▶ [Work required]: In the entries below, count every line with the string "lamp". State the count and nothing else.

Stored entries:

━━━━━━

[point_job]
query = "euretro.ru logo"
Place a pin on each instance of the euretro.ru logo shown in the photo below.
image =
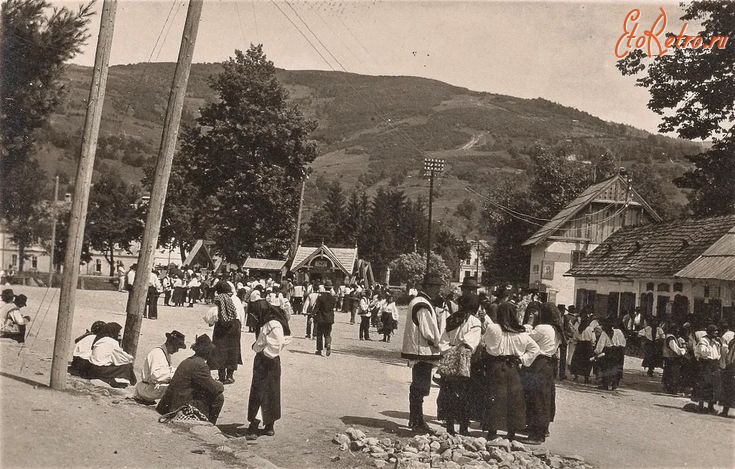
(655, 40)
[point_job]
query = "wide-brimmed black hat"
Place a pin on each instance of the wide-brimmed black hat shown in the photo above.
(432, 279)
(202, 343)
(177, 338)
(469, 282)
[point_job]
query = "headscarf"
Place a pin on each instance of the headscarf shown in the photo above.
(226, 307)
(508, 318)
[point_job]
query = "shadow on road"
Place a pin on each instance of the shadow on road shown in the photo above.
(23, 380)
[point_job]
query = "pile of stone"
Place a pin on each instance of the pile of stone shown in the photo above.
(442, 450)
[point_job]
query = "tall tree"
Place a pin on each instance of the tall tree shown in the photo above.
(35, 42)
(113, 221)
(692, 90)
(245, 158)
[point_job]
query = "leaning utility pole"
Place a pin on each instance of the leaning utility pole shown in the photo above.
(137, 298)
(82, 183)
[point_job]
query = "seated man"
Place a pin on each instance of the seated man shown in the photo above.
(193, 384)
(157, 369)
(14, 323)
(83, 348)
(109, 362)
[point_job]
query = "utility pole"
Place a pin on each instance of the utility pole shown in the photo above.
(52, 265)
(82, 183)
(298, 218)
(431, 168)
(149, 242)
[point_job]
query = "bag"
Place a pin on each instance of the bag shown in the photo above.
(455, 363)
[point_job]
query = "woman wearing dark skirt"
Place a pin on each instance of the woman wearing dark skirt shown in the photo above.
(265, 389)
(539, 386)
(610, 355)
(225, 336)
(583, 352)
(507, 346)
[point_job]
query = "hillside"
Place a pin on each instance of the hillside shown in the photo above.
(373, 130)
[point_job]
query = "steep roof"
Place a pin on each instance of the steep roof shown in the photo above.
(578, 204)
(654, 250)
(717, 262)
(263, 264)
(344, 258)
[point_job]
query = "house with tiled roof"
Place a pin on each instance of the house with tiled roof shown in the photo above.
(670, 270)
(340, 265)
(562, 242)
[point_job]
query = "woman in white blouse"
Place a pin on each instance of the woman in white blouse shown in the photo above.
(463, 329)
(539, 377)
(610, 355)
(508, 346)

━━━━━━

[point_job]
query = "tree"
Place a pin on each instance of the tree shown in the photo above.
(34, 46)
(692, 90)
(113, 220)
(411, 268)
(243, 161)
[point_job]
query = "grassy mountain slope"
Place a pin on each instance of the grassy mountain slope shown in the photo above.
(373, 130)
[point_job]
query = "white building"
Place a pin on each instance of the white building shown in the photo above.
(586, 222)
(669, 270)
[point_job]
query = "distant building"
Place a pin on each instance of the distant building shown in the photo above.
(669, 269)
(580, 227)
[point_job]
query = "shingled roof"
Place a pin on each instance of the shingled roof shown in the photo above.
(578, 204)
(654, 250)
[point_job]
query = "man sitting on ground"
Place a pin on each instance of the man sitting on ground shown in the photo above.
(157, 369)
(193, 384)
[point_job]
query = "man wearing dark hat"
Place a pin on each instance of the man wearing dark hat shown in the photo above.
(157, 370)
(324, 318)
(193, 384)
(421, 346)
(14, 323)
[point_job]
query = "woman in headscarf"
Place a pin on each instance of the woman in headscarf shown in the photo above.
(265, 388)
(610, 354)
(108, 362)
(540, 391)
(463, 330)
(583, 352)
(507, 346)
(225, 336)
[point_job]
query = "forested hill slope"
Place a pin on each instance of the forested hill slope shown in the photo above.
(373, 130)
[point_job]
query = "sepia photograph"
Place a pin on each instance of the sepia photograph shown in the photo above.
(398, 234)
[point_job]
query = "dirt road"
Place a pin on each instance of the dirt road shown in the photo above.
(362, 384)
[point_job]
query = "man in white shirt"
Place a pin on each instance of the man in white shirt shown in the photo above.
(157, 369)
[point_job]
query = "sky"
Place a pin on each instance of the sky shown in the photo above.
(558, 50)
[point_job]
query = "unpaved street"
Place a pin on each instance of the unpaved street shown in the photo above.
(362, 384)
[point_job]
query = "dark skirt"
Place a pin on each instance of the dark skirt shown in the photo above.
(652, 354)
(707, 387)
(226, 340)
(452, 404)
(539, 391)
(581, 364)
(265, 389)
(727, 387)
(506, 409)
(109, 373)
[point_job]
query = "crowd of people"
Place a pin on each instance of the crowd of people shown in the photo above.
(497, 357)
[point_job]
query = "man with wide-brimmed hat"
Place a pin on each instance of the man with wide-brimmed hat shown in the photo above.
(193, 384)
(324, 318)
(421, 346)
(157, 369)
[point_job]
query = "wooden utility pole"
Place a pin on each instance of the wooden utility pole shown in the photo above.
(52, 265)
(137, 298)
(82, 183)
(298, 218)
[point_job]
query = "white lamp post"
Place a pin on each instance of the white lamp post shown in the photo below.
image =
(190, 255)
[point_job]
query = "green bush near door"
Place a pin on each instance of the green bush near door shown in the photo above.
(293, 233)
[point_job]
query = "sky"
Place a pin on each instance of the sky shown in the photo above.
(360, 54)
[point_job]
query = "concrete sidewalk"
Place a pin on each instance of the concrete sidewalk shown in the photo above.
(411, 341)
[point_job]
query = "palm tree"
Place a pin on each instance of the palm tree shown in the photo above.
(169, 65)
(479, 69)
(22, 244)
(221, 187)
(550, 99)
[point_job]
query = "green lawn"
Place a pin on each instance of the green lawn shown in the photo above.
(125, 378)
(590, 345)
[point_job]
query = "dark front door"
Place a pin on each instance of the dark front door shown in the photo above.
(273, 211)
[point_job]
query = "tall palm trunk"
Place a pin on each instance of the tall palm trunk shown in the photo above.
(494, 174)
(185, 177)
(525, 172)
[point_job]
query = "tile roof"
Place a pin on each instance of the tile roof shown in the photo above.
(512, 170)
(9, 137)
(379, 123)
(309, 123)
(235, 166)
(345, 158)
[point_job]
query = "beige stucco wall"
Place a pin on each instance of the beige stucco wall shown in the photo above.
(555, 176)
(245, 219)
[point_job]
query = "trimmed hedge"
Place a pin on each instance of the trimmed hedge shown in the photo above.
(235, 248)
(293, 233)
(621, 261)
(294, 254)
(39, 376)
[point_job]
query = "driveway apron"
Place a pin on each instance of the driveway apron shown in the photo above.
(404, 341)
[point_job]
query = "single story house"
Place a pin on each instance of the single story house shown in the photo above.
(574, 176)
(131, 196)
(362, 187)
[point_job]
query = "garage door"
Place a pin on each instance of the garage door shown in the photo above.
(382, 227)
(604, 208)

━━━━━━

▶ [Answer box]: 2